(Entries on locating named things)
____________

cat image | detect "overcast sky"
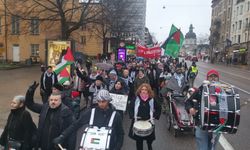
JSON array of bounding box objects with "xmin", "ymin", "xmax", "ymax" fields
[{"xmin": 146, "ymin": 0, "xmax": 212, "ymax": 42}]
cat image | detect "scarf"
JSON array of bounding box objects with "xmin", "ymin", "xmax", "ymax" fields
[
  {"xmin": 43, "ymin": 71, "xmax": 55, "ymax": 90},
  {"xmin": 140, "ymin": 93, "xmax": 148, "ymax": 102}
]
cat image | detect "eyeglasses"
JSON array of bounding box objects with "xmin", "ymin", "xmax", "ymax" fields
[{"xmin": 208, "ymin": 74, "xmax": 218, "ymax": 78}]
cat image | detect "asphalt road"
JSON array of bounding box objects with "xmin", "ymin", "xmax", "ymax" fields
[{"xmin": 0, "ymin": 62, "xmax": 250, "ymax": 150}]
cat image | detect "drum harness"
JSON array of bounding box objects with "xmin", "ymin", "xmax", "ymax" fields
[
  {"xmin": 134, "ymin": 97, "xmax": 154, "ymax": 125},
  {"xmin": 205, "ymin": 84, "xmax": 228, "ymax": 149},
  {"xmin": 81, "ymin": 108, "xmax": 116, "ymax": 149}
]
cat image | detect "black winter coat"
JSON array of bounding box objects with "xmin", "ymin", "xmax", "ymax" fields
[
  {"xmin": 25, "ymin": 87, "xmax": 75, "ymax": 150},
  {"xmin": 0, "ymin": 107, "xmax": 36, "ymax": 150},
  {"xmin": 185, "ymin": 86, "xmax": 203, "ymax": 126},
  {"xmin": 62, "ymin": 105, "xmax": 124, "ymax": 150},
  {"xmin": 129, "ymin": 96, "xmax": 161, "ymax": 141}
]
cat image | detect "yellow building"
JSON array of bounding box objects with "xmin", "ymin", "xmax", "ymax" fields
[{"xmin": 0, "ymin": 0, "xmax": 103, "ymax": 63}]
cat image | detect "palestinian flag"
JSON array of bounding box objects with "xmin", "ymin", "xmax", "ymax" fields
[
  {"xmin": 57, "ymin": 66, "xmax": 70, "ymax": 84},
  {"xmin": 90, "ymin": 138, "xmax": 100, "ymax": 144},
  {"xmin": 161, "ymin": 25, "xmax": 184, "ymax": 58},
  {"xmin": 54, "ymin": 47, "xmax": 74, "ymax": 74}
]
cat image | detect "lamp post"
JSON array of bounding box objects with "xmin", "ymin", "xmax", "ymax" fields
[{"xmin": 4, "ymin": 0, "xmax": 8, "ymax": 62}]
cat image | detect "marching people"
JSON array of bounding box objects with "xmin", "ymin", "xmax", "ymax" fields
[
  {"xmin": 134, "ymin": 69, "xmax": 150, "ymax": 92},
  {"xmin": 110, "ymin": 79, "xmax": 128, "ymax": 119},
  {"xmin": 129, "ymin": 83, "xmax": 161, "ymax": 150},
  {"xmin": 25, "ymin": 82, "xmax": 75, "ymax": 150},
  {"xmin": 107, "ymin": 70, "xmax": 118, "ymax": 91},
  {"xmin": 185, "ymin": 69, "xmax": 220, "ymax": 150},
  {"xmin": 0, "ymin": 95, "xmax": 36, "ymax": 150},
  {"xmin": 86, "ymin": 57, "xmax": 92, "ymax": 74},
  {"xmin": 166, "ymin": 64, "xmax": 188, "ymax": 94},
  {"xmin": 187, "ymin": 62, "xmax": 198, "ymax": 87},
  {"xmin": 53, "ymin": 90, "xmax": 124, "ymax": 150},
  {"xmin": 89, "ymin": 75, "xmax": 107, "ymax": 107},
  {"xmin": 40, "ymin": 66, "xmax": 58, "ymax": 103},
  {"xmin": 180, "ymin": 59, "xmax": 188, "ymax": 73}
]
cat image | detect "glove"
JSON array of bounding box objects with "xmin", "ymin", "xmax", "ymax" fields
[
  {"xmin": 52, "ymin": 135, "xmax": 65, "ymax": 145},
  {"xmin": 29, "ymin": 81, "xmax": 39, "ymax": 91},
  {"xmin": 150, "ymin": 119, "xmax": 155, "ymax": 126}
]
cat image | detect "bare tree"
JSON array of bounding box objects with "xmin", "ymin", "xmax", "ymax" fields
[{"xmin": 2, "ymin": 0, "xmax": 101, "ymax": 40}]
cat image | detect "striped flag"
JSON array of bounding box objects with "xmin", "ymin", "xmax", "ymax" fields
[
  {"xmin": 55, "ymin": 47, "xmax": 74, "ymax": 74},
  {"xmin": 54, "ymin": 47, "xmax": 74, "ymax": 84},
  {"xmin": 57, "ymin": 66, "xmax": 70, "ymax": 84}
]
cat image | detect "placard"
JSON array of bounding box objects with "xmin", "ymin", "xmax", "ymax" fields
[{"xmin": 110, "ymin": 93, "xmax": 128, "ymax": 111}]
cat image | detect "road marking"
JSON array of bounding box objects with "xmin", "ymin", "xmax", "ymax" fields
[
  {"xmin": 219, "ymin": 134, "xmax": 234, "ymax": 150},
  {"xmin": 220, "ymin": 80, "xmax": 250, "ymax": 95},
  {"xmin": 197, "ymin": 62, "xmax": 249, "ymax": 80}
]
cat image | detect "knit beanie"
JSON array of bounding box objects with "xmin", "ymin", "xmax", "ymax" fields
[{"xmin": 96, "ymin": 89, "xmax": 112, "ymax": 102}]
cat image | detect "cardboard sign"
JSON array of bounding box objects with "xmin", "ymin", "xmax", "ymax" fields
[
  {"xmin": 80, "ymin": 127, "xmax": 110, "ymax": 150},
  {"xmin": 110, "ymin": 93, "xmax": 128, "ymax": 111}
]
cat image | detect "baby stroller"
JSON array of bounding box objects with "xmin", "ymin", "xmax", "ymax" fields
[{"xmin": 168, "ymin": 93, "xmax": 195, "ymax": 137}]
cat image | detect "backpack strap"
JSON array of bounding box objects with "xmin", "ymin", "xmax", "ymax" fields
[
  {"xmin": 89, "ymin": 108, "xmax": 95, "ymax": 126},
  {"xmin": 108, "ymin": 111, "xmax": 116, "ymax": 128}
]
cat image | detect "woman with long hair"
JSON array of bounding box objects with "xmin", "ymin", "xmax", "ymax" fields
[{"xmin": 129, "ymin": 83, "xmax": 161, "ymax": 150}]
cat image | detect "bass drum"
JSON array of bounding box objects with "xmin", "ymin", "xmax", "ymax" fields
[{"xmin": 200, "ymin": 83, "xmax": 240, "ymax": 134}]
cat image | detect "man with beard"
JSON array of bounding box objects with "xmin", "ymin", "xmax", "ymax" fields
[
  {"xmin": 53, "ymin": 89, "xmax": 124, "ymax": 150},
  {"xmin": 40, "ymin": 66, "xmax": 58, "ymax": 103},
  {"xmin": 25, "ymin": 82, "xmax": 74, "ymax": 150},
  {"xmin": 185, "ymin": 69, "xmax": 220, "ymax": 150}
]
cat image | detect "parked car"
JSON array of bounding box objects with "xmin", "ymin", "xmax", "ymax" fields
[{"xmin": 191, "ymin": 56, "xmax": 198, "ymax": 62}]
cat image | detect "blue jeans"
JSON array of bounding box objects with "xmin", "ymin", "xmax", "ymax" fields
[{"xmin": 195, "ymin": 127, "xmax": 220, "ymax": 150}]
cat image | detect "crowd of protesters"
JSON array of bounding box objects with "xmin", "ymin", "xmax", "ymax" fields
[{"xmin": 0, "ymin": 57, "xmax": 198, "ymax": 150}]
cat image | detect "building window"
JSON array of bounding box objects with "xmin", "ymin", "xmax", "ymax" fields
[
  {"xmin": 80, "ymin": 36, "xmax": 86, "ymax": 44},
  {"xmin": 30, "ymin": 44, "xmax": 39, "ymax": 56},
  {"xmin": 30, "ymin": 18, "xmax": 39, "ymax": 35},
  {"xmin": 239, "ymin": 20, "xmax": 242, "ymax": 30},
  {"xmin": 11, "ymin": 16, "xmax": 20, "ymax": 34}
]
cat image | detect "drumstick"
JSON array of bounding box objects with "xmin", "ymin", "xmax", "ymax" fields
[{"xmin": 57, "ymin": 144, "xmax": 64, "ymax": 150}]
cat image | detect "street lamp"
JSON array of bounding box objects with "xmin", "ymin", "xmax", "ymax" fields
[{"xmin": 4, "ymin": 0, "xmax": 8, "ymax": 62}]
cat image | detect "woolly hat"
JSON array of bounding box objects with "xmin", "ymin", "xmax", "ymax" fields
[
  {"xmin": 95, "ymin": 75, "xmax": 103, "ymax": 82},
  {"xmin": 96, "ymin": 89, "xmax": 112, "ymax": 102},
  {"xmin": 109, "ymin": 70, "xmax": 117, "ymax": 75},
  {"xmin": 71, "ymin": 91, "xmax": 80, "ymax": 98},
  {"xmin": 53, "ymin": 82, "xmax": 63, "ymax": 91},
  {"xmin": 207, "ymin": 69, "xmax": 220, "ymax": 79}
]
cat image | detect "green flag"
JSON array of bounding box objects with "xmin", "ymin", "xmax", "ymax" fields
[{"xmin": 161, "ymin": 25, "xmax": 184, "ymax": 58}]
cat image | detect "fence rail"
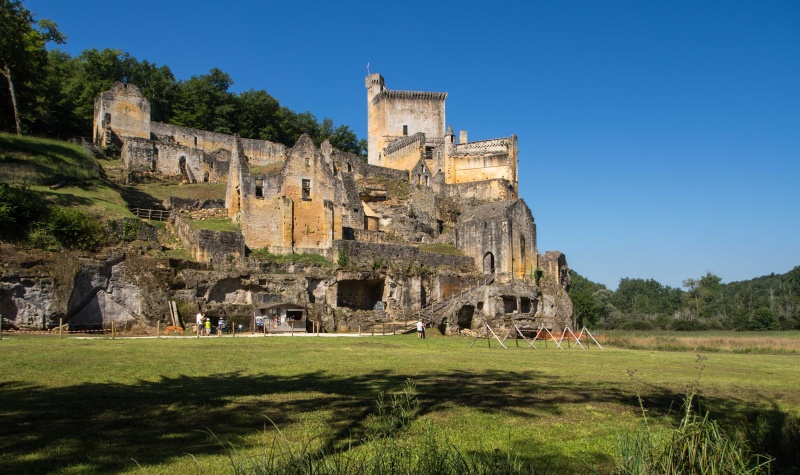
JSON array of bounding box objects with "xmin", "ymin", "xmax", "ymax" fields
[{"xmin": 131, "ymin": 208, "xmax": 170, "ymax": 221}]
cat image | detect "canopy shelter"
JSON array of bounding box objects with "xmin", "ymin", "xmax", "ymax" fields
[{"xmin": 252, "ymin": 302, "xmax": 308, "ymax": 333}]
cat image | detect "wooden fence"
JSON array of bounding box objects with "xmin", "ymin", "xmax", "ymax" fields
[{"xmin": 131, "ymin": 208, "xmax": 170, "ymax": 221}]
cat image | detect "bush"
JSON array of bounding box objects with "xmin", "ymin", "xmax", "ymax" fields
[
  {"xmin": 0, "ymin": 183, "xmax": 47, "ymax": 241},
  {"xmin": 669, "ymin": 318, "xmax": 708, "ymax": 332},
  {"xmin": 39, "ymin": 206, "xmax": 105, "ymax": 251},
  {"xmin": 618, "ymin": 320, "xmax": 654, "ymax": 331},
  {"xmin": 614, "ymin": 392, "xmax": 772, "ymax": 475}
]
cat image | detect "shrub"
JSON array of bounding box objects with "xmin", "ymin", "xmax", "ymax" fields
[
  {"xmin": 669, "ymin": 318, "xmax": 708, "ymax": 332},
  {"xmin": 43, "ymin": 206, "xmax": 105, "ymax": 251},
  {"xmin": 618, "ymin": 320, "xmax": 654, "ymax": 331},
  {"xmin": 614, "ymin": 392, "xmax": 772, "ymax": 475},
  {"xmin": 0, "ymin": 183, "xmax": 47, "ymax": 241}
]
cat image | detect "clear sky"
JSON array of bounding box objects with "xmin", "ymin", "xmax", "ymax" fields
[{"xmin": 25, "ymin": 0, "xmax": 800, "ymax": 289}]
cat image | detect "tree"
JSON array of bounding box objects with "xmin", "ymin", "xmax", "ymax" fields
[
  {"xmin": 172, "ymin": 68, "xmax": 237, "ymax": 134},
  {"xmin": 0, "ymin": 0, "xmax": 66, "ymax": 135},
  {"xmin": 237, "ymin": 89, "xmax": 281, "ymax": 142}
]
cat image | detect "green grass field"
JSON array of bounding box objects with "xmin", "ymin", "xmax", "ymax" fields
[{"xmin": 0, "ymin": 335, "xmax": 800, "ymax": 474}]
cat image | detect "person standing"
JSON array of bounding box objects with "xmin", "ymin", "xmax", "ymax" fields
[{"xmin": 195, "ymin": 312, "xmax": 203, "ymax": 335}]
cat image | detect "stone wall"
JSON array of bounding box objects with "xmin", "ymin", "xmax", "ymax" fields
[
  {"xmin": 366, "ymin": 74, "xmax": 447, "ymax": 166},
  {"xmin": 92, "ymin": 82, "xmax": 150, "ymax": 148},
  {"xmin": 121, "ymin": 137, "xmax": 155, "ymax": 173},
  {"xmin": 334, "ymin": 241, "xmax": 475, "ymax": 271},
  {"xmin": 380, "ymin": 132, "xmax": 425, "ymax": 170},
  {"xmin": 174, "ymin": 215, "xmax": 245, "ymax": 265},
  {"xmin": 444, "ymin": 180, "xmax": 516, "ymax": 201},
  {"xmin": 456, "ymin": 199, "xmax": 538, "ymax": 281},
  {"xmin": 150, "ymin": 122, "xmax": 286, "ymax": 165},
  {"xmin": 331, "ymin": 149, "xmax": 408, "ymax": 180}
]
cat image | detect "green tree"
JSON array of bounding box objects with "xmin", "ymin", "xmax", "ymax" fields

____________

**Aim of the exercise:**
Report how many lines of the material contain the string "road", with case counting. Give only the number.

**Response below:**
2